■ **SHORT TASK**
Rewrite the material with "pixel coordinates" changed to "x-y coordinates" wherever it occurs, leaving everything else the same.

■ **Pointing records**
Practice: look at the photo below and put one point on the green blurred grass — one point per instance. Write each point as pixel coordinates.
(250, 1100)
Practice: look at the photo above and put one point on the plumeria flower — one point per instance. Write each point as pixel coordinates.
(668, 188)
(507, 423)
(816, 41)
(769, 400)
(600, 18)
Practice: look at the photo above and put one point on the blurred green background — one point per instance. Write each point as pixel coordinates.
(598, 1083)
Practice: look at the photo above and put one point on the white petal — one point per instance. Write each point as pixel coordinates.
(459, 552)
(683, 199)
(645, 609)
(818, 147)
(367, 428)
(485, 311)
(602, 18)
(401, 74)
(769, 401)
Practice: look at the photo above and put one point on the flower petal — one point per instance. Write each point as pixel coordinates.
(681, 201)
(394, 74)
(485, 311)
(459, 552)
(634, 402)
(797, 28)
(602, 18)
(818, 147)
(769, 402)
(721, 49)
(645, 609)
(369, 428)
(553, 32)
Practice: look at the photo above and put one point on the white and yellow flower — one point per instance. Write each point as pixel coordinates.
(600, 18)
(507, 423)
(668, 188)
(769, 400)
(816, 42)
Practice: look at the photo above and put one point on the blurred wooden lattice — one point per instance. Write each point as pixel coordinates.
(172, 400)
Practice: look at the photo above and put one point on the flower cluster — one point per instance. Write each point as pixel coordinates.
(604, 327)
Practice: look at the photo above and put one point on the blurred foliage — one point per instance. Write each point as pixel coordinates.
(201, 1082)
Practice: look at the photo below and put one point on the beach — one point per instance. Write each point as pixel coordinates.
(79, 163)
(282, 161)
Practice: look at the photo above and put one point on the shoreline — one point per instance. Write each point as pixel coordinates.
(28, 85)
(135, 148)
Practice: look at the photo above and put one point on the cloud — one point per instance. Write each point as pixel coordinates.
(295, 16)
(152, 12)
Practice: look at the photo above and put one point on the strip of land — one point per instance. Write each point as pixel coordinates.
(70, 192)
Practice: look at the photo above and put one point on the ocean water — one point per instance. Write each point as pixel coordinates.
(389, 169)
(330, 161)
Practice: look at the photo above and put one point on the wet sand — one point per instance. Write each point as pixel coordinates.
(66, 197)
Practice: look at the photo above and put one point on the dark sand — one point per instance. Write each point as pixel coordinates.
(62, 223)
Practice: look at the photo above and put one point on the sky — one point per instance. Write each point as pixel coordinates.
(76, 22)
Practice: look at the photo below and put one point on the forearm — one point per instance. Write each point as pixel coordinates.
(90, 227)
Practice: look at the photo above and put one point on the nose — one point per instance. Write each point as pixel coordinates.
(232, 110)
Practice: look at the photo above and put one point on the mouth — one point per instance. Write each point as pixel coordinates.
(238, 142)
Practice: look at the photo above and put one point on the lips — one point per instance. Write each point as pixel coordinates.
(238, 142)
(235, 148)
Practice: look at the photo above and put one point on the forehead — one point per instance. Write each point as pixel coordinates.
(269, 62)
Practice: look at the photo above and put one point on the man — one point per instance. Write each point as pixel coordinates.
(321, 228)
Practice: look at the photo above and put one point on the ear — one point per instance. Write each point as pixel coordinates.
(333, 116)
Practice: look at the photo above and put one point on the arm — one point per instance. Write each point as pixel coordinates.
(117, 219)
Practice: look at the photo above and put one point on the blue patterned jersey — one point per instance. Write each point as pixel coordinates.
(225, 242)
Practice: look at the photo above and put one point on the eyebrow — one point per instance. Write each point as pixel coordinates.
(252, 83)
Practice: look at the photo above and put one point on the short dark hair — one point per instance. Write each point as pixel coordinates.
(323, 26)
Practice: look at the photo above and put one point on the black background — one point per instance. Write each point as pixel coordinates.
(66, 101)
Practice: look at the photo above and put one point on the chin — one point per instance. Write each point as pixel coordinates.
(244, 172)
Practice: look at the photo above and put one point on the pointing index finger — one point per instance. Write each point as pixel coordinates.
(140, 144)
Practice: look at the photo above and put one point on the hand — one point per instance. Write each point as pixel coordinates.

■ **SOLUTION**
Practice: look at the photo below and put one point on the green blurred grass — one point per instance. Write each point as x-y coordinates.
(250, 1100)
Practice: look at the photo above and put one point on the plumeria flower — one point per instance. Write each point as x-y coordinates.
(668, 188)
(507, 423)
(816, 41)
(769, 400)
(600, 18)
Practice: look at the photo above and put one point on the blurred green background — one point per instance. Write each point as x-y coordinates.
(598, 1083)
Practice: look at the photo above and put one point on the white petal — one point per instance. Write each point as x-y coordinates.
(459, 552)
(683, 199)
(645, 609)
(818, 147)
(367, 428)
(485, 311)
(602, 18)
(401, 74)
(769, 401)
Practice: look at the photo above and put one point on the flower petal — one point per instance. Write each point as x-y coordinates.
(681, 201)
(394, 74)
(485, 311)
(459, 552)
(634, 402)
(797, 28)
(602, 18)
(818, 147)
(769, 402)
(721, 49)
(645, 609)
(369, 428)
(553, 32)
Practice: look at the photo above and put one point on the white and yellow flower — one point per instance. Write each point as x-y coordinates.
(600, 18)
(507, 423)
(668, 188)
(769, 400)
(816, 42)
Practice: look at the photo above and put one point on the blurred wooden lattice — one point per instance. Write each point as x-y coordinates.
(172, 400)
Practice: look at the photo above and put one point on the flower cluster — one point per instance. Write each point as x-y coordinates.
(604, 327)
Practice: look at the photo above and put one point on the blurred foliage — one point per instance. Write each point as x-y coordinates.
(201, 1082)
Practice: look at the photo below and put one point on the beach — one point per instance. Write each point as x-y coordinates.
(79, 163)
(282, 161)
Practice: look at the photo above and put one point on the shoreline — one point per instance. Write each point as x-y coordinates.
(28, 85)
(135, 148)
Practice: look at the photo above and put one point on the cloud — one point per instance. Write each point as x-y coordinates.
(295, 16)
(152, 12)
Practice: look at the photo above and put one point on the strip of land — one point per instance. Write each point as x-y coordinates.
(70, 192)
Practice: look at the photo above and put one point on the ocean water — one point per instance. Write each point as x-y coordinates.
(389, 169)
(330, 161)
Practice: look at the photo above and put one point on the wet sand — one point per instance. Write each point as x-y coordinates.
(66, 197)
Practice: look at the photo above and put one point on the dark sand — one point per instance. Write each point as x-y coordinates.
(62, 223)
Practice: look at the photo above and put one point on the sky — one point per instance. Write each point as x-y coordinates.
(76, 22)
Practice: look at the photo below and put one point on the forearm — one point per instance. Write each point as x-y coordinates.
(90, 227)
Practice: look at the photo above and put one point on the nose — one point per instance. Write each point as x-y coordinates.
(232, 110)
Practice: look at the photo above and put one point on the mouth — one point per instance. Write each point as x-y coordinates.
(238, 142)
Practice: look at the photo above and put one point on the lips — one point per instance. Write each point as x-y coordinates.
(238, 142)
(235, 148)
Practice: look at the photo above and put one point on the forehead — one point per instance. Write each point as x-y coordinates.
(269, 62)
Practice: look at the photo above and put one point on the man — one point per instance. Write each point as x-y coordinates.
(321, 228)
Practice: look at the photo above and put one point on the ear — one point per instance. Write each point as x-y coordinates.
(333, 116)
Practice: look at the photo above and put one point on the arm — one point per instance. Write each point as x-y coordinates.
(117, 219)
Practice: look at the photo above and put one point on the blue patterned jersey — one point per instance. Write each point as x-y coordinates.
(225, 242)
Practice: look at the photo above and put one point on the eyebrow — one point per instance. Write each point as x-y coordinates.
(252, 83)
Practice: look at the photo above and put one point on the short dark hair — one point per instance. Write each point as x-y coordinates.
(323, 26)
Practice: look at the photo above and put one point on the black background — one point per instance. Write each point as x-y coordinates.
(66, 101)
Practice: look at the photo above and put one point on the chin — one point per instance. Write each point as x-y coordinates.
(244, 172)
Practice: look at the photo above and put one point on the pointing index finger — one point per instance. Write each point as x-y coordinates.
(140, 144)
Practice: look at the photo above and put one point on the hand — one point per instance. Write each point as x-y coordinates.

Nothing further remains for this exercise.